GIVEN RECORDS:
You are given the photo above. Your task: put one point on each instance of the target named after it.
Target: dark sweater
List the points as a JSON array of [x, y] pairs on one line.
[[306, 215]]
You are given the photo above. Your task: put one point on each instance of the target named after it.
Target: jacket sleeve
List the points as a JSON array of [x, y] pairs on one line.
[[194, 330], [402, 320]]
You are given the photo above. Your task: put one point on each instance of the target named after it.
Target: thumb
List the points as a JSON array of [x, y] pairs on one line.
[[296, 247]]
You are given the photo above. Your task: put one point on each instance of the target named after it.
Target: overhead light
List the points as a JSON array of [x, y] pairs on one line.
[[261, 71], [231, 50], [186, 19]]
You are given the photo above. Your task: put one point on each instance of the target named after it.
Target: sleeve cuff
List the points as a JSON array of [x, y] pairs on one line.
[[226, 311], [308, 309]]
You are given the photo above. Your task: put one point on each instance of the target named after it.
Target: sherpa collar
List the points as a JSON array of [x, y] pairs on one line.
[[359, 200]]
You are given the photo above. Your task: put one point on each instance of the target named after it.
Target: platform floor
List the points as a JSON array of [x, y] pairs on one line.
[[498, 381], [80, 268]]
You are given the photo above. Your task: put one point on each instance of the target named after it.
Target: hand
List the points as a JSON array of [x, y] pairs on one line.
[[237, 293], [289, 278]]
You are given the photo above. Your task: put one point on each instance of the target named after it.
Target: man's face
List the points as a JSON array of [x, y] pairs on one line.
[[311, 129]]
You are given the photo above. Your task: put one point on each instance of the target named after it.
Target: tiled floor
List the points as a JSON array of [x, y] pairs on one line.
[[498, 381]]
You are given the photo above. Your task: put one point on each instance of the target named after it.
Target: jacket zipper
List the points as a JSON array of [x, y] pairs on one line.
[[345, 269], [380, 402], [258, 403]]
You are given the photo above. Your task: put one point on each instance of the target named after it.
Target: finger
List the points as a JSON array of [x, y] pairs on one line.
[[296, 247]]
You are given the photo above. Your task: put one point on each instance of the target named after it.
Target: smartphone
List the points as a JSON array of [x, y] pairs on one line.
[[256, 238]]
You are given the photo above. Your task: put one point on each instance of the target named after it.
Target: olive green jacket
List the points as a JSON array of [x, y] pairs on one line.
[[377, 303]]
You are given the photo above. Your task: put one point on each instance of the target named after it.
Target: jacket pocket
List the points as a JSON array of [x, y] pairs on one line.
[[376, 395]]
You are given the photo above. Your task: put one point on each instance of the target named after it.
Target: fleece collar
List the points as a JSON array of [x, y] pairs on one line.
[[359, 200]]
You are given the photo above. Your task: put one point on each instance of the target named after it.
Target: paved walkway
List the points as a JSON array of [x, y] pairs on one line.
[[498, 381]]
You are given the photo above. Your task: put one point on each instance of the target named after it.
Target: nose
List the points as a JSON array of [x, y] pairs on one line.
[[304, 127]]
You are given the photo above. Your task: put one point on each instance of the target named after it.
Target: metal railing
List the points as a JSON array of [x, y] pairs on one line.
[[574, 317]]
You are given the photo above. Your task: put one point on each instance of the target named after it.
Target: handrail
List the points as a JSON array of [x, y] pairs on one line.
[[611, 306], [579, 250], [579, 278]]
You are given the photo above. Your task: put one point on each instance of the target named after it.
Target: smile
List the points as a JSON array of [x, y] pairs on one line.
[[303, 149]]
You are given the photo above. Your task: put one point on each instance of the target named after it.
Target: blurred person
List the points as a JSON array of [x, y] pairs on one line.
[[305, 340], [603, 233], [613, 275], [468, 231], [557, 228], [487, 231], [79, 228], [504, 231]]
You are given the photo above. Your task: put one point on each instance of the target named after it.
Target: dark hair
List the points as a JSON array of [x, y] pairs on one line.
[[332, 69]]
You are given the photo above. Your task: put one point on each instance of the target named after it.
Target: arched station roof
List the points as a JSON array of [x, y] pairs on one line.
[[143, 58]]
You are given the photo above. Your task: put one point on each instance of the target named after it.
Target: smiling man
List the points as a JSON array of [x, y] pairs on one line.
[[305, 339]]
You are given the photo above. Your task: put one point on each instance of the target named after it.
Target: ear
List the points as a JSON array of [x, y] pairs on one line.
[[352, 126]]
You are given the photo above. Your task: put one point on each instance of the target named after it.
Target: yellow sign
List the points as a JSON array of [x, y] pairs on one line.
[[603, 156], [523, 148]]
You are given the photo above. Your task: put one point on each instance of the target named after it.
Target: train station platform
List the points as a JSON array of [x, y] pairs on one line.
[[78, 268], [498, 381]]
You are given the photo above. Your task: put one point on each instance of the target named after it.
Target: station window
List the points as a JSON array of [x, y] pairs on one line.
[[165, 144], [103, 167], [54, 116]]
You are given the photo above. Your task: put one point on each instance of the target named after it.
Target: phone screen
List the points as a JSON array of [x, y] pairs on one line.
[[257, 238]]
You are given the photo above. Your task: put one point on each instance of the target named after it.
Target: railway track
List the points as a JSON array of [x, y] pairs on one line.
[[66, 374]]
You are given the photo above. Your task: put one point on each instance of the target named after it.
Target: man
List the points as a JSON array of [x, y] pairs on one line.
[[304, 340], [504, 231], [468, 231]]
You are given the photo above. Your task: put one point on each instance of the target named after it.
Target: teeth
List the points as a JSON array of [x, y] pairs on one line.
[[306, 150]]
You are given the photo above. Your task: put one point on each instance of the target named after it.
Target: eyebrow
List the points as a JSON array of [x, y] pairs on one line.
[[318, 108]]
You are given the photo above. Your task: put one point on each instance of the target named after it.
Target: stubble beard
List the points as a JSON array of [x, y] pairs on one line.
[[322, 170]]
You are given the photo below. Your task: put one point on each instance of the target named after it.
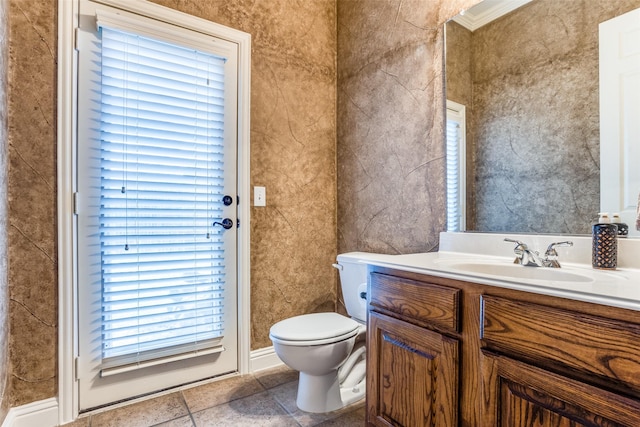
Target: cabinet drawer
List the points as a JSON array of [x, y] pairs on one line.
[[601, 350], [416, 300]]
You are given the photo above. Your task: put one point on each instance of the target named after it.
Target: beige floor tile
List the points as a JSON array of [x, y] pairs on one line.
[[219, 392], [274, 377], [258, 410], [178, 422], [353, 418], [143, 414]]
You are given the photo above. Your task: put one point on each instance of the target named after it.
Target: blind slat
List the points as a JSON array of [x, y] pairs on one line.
[[162, 166]]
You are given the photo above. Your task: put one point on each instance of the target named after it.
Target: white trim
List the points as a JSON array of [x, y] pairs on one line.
[[67, 386], [43, 413], [67, 407], [264, 358], [487, 11]]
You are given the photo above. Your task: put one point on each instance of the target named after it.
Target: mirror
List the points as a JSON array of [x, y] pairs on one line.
[[529, 82]]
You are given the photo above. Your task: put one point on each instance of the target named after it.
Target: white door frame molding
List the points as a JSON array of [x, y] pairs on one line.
[[66, 123]]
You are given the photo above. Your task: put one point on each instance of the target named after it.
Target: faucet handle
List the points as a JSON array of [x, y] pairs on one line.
[[551, 256], [551, 249], [519, 250], [520, 246]]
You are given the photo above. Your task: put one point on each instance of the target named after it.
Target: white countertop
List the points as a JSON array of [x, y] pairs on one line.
[[618, 288]]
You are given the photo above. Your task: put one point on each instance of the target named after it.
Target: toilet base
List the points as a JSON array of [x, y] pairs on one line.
[[319, 393]]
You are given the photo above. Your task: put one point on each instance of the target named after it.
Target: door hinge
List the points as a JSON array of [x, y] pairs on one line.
[[75, 203], [76, 368]]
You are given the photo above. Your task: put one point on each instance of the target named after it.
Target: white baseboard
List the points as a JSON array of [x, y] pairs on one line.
[[263, 358], [43, 413]]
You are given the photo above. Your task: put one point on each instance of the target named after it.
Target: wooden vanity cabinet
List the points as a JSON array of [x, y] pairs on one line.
[[413, 371], [448, 353], [547, 366]]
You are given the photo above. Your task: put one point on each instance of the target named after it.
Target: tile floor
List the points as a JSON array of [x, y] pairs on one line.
[[266, 398]]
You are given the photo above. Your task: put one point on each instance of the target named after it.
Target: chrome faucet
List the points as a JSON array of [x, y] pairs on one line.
[[529, 258], [524, 255], [551, 256]]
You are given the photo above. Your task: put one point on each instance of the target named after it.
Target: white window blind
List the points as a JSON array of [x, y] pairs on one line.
[[162, 159], [455, 152]]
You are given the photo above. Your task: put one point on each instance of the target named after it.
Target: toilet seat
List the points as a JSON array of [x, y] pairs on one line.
[[314, 329]]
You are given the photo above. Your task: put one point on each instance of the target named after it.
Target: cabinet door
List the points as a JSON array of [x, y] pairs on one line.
[[412, 375], [519, 395]]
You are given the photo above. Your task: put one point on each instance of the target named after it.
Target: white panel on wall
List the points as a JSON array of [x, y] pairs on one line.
[[619, 112]]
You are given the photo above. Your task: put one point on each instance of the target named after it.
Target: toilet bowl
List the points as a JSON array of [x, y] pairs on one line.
[[328, 349]]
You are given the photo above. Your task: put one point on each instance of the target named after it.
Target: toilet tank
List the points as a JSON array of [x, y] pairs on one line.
[[353, 279]]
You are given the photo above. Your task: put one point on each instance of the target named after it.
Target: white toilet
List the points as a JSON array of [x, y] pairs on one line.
[[327, 348]]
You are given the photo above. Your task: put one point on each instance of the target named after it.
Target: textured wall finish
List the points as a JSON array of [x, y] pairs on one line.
[[293, 88], [32, 200], [535, 122], [4, 143], [391, 189]]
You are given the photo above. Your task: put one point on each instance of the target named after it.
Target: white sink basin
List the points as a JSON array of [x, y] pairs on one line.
[[520, 272]]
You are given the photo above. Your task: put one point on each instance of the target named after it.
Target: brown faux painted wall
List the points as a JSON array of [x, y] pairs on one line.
[[293, 241], [535, 122], [4, 142], [293, 154], [391, 189], [32, 200]]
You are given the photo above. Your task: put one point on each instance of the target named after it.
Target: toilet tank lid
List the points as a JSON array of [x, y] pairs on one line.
[[315, 326]]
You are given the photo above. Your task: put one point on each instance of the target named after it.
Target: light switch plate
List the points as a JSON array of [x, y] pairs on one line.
[[259, 196]]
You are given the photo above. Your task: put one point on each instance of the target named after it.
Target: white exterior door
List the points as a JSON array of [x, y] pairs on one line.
[[620, 116], [156, 260]]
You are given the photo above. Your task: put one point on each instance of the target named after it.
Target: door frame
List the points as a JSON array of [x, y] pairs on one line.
[[68, 404]]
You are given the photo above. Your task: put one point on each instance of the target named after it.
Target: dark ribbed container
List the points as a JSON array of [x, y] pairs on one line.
[[605, 247], [623, 229]]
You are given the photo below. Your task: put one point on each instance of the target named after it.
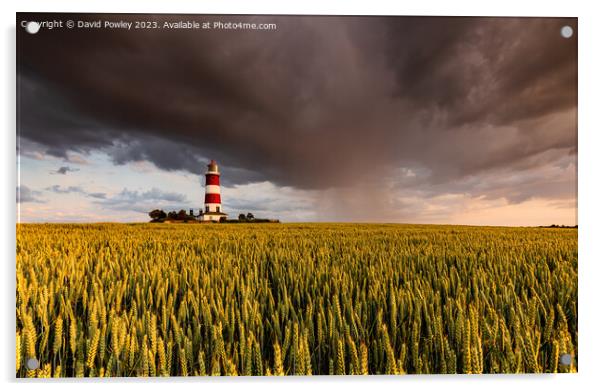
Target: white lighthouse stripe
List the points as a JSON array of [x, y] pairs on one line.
[[212, 189]]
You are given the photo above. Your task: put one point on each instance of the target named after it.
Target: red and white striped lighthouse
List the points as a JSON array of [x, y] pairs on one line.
[[213, 201]]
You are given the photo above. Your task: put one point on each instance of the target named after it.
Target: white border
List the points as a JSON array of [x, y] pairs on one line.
[[590, 197]]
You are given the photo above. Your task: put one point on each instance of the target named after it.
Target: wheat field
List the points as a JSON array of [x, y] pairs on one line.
[[293, 299]]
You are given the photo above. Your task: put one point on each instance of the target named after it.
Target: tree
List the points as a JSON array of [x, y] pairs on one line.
[[157, 215]]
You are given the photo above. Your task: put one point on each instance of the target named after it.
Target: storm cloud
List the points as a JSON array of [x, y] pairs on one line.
[[346, 105]]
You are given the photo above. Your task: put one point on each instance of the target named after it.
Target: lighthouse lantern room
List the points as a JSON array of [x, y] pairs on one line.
[[213, 202]]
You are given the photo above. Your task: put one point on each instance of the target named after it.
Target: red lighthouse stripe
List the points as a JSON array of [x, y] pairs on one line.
[[213, 199], [212, 179]]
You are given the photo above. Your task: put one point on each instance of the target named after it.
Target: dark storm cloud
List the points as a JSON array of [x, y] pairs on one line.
[[320, 102], [144, 201], [63, 170], [75, 189]]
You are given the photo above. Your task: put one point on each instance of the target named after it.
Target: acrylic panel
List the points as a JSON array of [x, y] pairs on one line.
[[261, 195]]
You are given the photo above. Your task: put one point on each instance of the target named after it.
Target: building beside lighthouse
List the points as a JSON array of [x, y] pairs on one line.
[[213, 202]]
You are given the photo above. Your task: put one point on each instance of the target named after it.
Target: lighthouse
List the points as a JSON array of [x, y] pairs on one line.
[[213, 201]]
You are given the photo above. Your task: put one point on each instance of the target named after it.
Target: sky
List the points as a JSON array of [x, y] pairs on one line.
[[439, 120]]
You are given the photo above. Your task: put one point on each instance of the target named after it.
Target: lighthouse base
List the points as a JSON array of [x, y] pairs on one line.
[[213, 216]]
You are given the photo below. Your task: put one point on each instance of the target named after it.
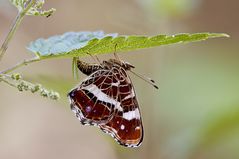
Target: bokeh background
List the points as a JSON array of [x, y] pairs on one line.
[[194, 114]]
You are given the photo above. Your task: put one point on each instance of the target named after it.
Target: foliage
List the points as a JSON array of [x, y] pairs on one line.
[[77, 44]]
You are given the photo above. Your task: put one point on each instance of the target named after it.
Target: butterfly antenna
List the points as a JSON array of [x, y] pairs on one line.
[[115, 54], [146, 79]]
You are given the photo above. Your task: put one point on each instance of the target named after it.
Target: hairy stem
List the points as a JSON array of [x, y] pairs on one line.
[[11, 33], [25, 62]]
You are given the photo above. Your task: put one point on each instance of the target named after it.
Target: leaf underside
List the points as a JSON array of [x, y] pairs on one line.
[[76, 44]]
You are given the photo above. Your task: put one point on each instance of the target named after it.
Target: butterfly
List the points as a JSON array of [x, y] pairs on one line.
[[107, 99]]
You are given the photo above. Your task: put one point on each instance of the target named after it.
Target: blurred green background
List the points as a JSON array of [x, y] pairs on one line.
[[194, 114]]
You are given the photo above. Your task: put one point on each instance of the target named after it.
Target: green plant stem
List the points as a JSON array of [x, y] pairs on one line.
[[14, 27], [25, 62], [3, 79], [11, 33]]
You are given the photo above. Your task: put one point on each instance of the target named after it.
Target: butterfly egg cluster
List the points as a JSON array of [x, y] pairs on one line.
[[27, 86]]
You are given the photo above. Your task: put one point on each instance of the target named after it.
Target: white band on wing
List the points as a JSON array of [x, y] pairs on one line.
[[102, 96]]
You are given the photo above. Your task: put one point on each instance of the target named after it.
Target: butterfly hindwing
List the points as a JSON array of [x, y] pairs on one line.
[[107, 99]]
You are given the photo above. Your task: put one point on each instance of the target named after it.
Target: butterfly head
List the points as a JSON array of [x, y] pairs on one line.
[[114, 62]]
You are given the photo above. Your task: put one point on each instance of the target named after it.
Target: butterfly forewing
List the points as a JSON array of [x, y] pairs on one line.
[[107, 99]]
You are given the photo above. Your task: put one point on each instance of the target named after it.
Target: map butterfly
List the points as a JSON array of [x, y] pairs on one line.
[[106, 99]]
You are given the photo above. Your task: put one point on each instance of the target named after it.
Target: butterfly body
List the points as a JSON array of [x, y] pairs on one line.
[[106, 98]]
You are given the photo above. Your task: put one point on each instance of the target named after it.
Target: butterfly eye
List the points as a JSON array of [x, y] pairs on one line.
[[88, 109]]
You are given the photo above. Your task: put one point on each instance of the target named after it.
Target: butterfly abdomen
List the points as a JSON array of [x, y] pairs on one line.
[[86, 68]]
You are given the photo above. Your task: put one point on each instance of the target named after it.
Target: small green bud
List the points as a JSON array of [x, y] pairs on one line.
[[16, 76], [44, 93]]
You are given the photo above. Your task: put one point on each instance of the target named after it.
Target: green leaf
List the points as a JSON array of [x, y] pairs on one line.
[[76, 44], [15, 80]]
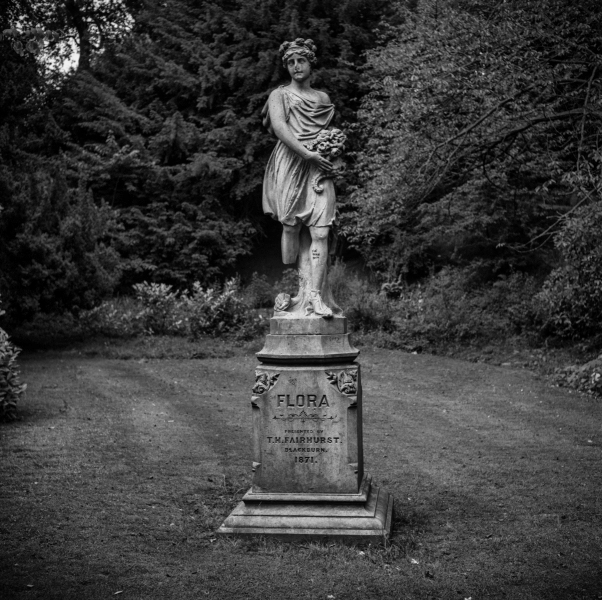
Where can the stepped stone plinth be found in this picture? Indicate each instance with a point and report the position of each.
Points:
(308, 474)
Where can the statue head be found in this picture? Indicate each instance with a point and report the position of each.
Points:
(305, 48)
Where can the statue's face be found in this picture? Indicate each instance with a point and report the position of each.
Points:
(298, 67)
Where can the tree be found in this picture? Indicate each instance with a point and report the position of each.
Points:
(480, 134)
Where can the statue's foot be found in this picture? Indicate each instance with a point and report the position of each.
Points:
(319, 307)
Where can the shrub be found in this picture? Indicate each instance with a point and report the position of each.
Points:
(213, 312)
(569, 303)
(11, 389)
(259, 293)
(159, 305)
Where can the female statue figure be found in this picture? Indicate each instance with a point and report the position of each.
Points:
(296, 114)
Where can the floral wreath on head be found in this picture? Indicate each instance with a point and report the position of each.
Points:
(300, 46)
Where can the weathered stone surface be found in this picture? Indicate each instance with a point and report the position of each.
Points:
(307, 429)
(360, 496)
(297, 348)
(282, 325)
(369, 521)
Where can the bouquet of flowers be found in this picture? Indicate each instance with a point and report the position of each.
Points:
(330, 143)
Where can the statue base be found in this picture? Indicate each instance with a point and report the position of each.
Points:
(308, 466)
(335, 519)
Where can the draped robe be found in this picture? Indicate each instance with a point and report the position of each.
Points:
(288, 195)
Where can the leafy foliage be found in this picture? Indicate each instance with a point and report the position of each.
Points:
(569, 303)
(11, 388)
(480, 129)
(54, 252)
(158, 309)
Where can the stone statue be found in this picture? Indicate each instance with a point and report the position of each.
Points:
(298, 187)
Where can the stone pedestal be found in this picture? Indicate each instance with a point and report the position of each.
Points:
(309, 480)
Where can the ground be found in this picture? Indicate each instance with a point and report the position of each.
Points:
(120, 471)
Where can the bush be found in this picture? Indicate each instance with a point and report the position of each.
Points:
(11, 389)
(215, 313)
(569, 304)
(157, 309)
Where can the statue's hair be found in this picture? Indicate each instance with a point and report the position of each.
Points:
(300, 46)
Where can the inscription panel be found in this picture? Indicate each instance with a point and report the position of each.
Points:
(306, 430)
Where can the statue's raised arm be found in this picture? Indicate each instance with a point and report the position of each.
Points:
(298, 189)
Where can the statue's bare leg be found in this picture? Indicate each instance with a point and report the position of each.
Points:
(290, 243)
(319, 265)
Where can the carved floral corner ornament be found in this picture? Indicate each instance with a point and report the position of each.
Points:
(345, 381)
(264, 382)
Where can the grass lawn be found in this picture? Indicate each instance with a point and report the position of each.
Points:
(120, 471)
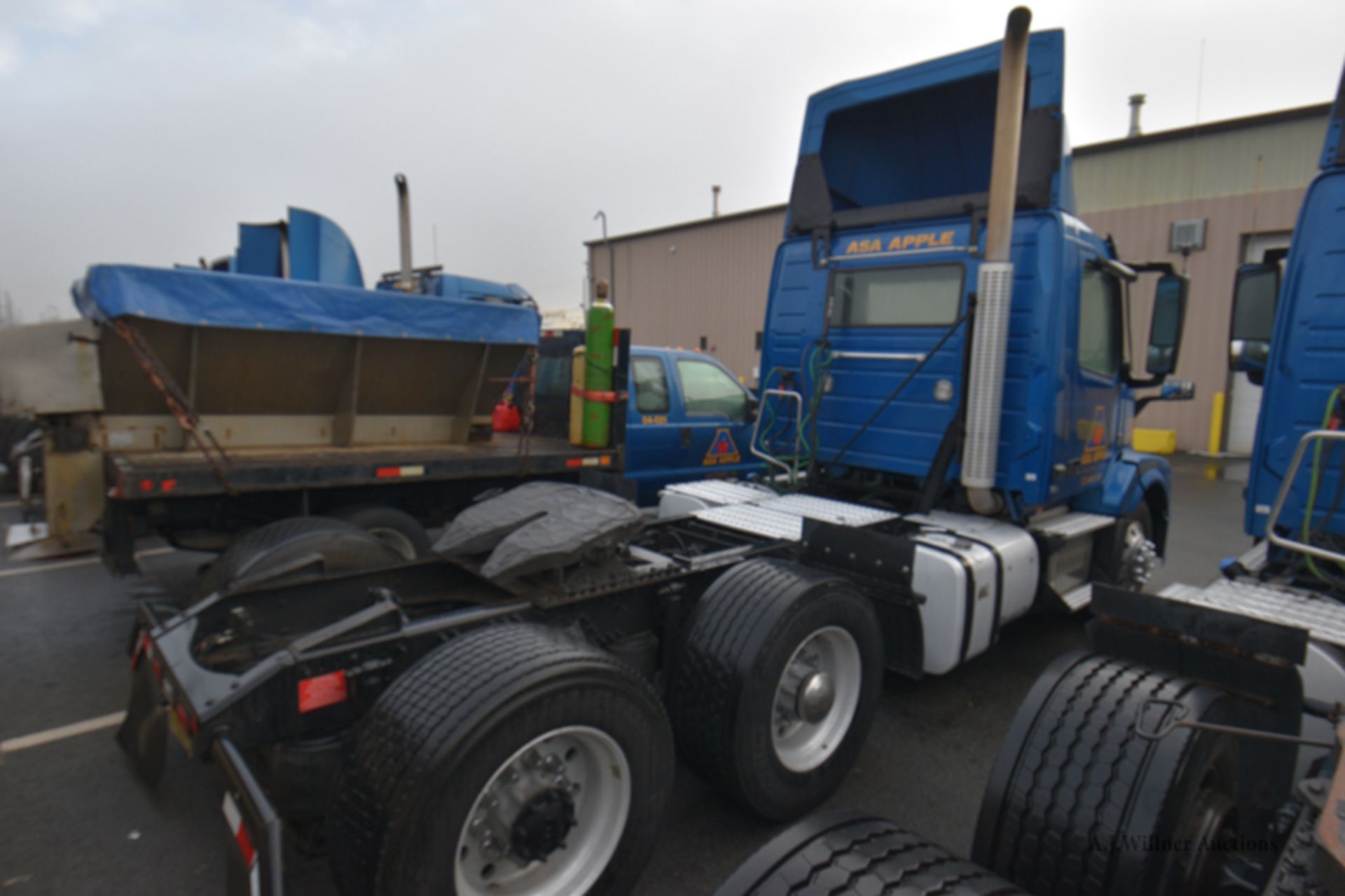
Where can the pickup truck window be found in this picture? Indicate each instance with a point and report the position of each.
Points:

TASK DETAILS: Lines above with "lighthouse" in them are the ones to copy.

PROBLEM SOLUTION:
Target: white lighthouse stripe
Target: red and white striped lighthouse
Target: lighthouse lantern room
Target: red lighthouse stripe
Target: building beside lighthouse
Target: lighthouse
Target: lighthouse base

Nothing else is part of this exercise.